Tuesday, May 19, 2009

Notre Dame's Missing Witness [UPDATED]

Bill McGurn writes in The Wall Street Journal:

... Pro-lifers are used to this. They know their stand makes them unglamorous. [ED.: Not according to Mark Shea, who believes pro-lifers ... errrr ... sorry ... the "anti-abortion movement" ... take this stand out of some sense of political "convenience" - using Catholic teaching as a "convenient prop", if you will - in an effort to be part of the "right-wing Catholic 'in' crowd".] They find themselves a stumbling block to Democratic progressives -- and unwelcome at the Republican country club. And they are especially desperate for the support of institutions willing to engage in the clear, thoughtful and unembarrassed way that even Mr. Obama says we should.

With its billions in endowment and its prestigious name, Notre Dame ought to be in the lead here. But when asked for examples illuminating the university's unambiguous support for unborn life, Mr. Brown could provide only four: help for pregnant students who want to carry their babies to term, student volunteer work for pregnant women at local shelters, prayer mentions at campus Masses, and lectures such as a seminar on life issues.

These are all well and good, but they also highlight the poverty of Notre Dame's institutional witness. At Notre Dame today, there is no pro-life organization -- in size, in funding, in prestige -- that compares with the many centers, institutes and so forth dedicated to other important issues ranging from peace and justice to protecting the environment. Perhaps this explains why a number of pro-life professors tell me they must not be quoted by name, lest they face career retaliation.

The one institute that does put the culture of life at the heart of its work, moreover -- the Center for Ethics and Culture -- doesn't even merit a link under the "Faith and Service" section on the university's Web site. The point is this: When Notre Dame doesn't dress for the game, the field is left to those like Randall Terry who create a spectacle and declare their contempt for civil and respectful witness.

In the National Portrait Gallery of the Smithsonian, there is a wonderful photograph of Father Ted Hesburgh -- then Notre Dame president -- linking hands with Martin Luther King Jr. at a 1964 civil-rights rally at Chicago's Soldier Field. Today, nearly four decades and 50 million abortions after Roe v. Wade, there is no photograph of similar prominence of any Notre Dame president taking a lead at any of the annual marches for life.

Position annotation records:
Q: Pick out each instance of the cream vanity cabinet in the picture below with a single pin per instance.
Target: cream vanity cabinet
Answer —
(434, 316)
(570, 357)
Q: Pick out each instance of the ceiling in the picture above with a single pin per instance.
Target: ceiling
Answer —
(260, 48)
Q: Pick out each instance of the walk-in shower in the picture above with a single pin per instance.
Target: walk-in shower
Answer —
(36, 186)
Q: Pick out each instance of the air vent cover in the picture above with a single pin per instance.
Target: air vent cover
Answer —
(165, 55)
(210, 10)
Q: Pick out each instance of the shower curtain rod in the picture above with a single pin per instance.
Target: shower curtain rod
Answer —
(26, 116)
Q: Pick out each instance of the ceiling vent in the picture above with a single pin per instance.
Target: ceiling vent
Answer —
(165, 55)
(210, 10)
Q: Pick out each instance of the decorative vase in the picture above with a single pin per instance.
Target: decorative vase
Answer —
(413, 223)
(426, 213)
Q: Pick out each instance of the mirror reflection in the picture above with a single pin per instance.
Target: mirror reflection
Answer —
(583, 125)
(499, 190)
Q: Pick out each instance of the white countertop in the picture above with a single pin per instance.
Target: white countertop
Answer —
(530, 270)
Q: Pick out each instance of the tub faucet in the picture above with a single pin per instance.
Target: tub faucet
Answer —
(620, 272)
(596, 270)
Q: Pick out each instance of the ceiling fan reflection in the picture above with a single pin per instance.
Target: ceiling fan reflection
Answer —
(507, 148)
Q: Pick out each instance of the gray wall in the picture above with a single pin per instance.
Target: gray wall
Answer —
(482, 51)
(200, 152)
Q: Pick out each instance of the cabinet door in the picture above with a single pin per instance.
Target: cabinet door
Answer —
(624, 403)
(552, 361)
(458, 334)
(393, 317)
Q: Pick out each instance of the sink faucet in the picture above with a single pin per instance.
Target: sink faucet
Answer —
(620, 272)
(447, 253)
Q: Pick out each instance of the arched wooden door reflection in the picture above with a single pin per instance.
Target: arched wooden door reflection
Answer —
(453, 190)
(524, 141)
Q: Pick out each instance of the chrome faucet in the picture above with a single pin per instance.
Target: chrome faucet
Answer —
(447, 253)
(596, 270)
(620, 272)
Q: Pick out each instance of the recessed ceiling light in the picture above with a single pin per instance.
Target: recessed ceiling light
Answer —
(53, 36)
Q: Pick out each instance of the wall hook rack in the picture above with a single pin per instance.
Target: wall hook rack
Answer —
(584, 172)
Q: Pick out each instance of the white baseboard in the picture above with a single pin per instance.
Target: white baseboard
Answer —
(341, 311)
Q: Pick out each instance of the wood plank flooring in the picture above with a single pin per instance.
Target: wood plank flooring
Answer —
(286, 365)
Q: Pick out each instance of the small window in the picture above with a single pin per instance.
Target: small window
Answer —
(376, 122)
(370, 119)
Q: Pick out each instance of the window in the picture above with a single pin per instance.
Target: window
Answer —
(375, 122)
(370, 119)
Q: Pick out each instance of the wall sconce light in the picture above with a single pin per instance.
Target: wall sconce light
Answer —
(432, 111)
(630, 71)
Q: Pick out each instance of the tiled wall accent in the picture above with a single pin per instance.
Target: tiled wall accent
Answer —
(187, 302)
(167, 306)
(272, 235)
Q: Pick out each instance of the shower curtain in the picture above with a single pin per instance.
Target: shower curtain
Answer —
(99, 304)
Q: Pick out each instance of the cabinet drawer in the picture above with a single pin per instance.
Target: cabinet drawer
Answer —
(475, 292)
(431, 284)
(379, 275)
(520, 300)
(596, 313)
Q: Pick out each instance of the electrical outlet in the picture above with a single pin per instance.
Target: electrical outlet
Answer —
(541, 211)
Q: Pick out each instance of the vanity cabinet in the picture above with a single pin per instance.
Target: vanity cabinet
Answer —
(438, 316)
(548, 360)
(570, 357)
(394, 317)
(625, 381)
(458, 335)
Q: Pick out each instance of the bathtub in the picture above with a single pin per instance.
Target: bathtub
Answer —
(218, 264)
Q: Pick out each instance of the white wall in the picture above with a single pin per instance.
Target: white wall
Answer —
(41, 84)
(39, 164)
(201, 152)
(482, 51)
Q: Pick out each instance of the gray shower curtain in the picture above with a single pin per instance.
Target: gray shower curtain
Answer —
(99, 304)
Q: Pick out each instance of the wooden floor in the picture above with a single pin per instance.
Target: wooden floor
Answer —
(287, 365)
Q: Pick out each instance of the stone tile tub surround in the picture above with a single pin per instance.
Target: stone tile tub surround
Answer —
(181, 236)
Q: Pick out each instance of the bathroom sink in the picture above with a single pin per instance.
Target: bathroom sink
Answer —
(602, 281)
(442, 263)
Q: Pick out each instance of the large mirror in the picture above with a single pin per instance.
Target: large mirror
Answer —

What to do:
Reproduce the passage of the commentary on Notre Dame starting with "Tuesday, May 19, 2009" and going on through "says we should.".

Final result:
Tuesday, May 19, 2009

Notre Dame's Missing Witness [UPDATED]

Bill McGurn writes in The Wall Street Journal:

... Pro-lifers are used to this. They know their stand makes them unglamorous. [ED.: Not according to Mark Shea, who believes pro-lifers ... errrr ... sorry ... the "anti-abortion movement" ... take this stand out of some sense of political "convenience" - using Catholic teaching as a "convenient prop", if you will - in an effort to be part of the "right-wing Catholic 'in' crowd".] They find themselves a stumbling block to Democratic progressives -- and unwelcome at the Republican country club. And they are especially desperate for the support of institutions willing to engage in the clear, thoughtful and unembarrassed way that even Mr. Obama says we should.